**TO DO**
I need every line that includes the word "form" copied from the material.
*** Block opens ***
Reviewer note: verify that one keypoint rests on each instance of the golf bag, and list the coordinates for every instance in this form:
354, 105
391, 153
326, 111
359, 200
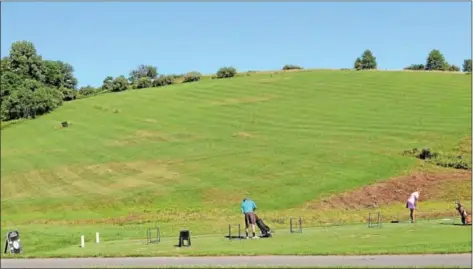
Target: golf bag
12, 243
265, 230
463, 214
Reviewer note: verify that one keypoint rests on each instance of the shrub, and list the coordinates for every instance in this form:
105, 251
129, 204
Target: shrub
291, 67
163, 81
226, 72
191, 77
144, 82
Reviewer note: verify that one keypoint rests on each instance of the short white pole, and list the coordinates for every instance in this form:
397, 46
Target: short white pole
82, 241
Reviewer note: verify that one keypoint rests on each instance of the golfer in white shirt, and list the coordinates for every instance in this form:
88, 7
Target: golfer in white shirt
412, 204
*** Block closes ***
**ANSWER**
Reviewer note: verify that one keypoint rests on each instance of the golf bag, and list the coordinates for every instance in this form:
Reviewer note: verify that one keypoint rests on each instance of the shrub, and list the coordinates for every instance in this form:
Reviewer note: verify that one keypoint rests on each instance of the short white pole, and list the coordinates for every instance in this form:
Reviewer note: verify that one keypoint rests on each instance of the golfer in white shirt, and list the coordinates for every instance in this form:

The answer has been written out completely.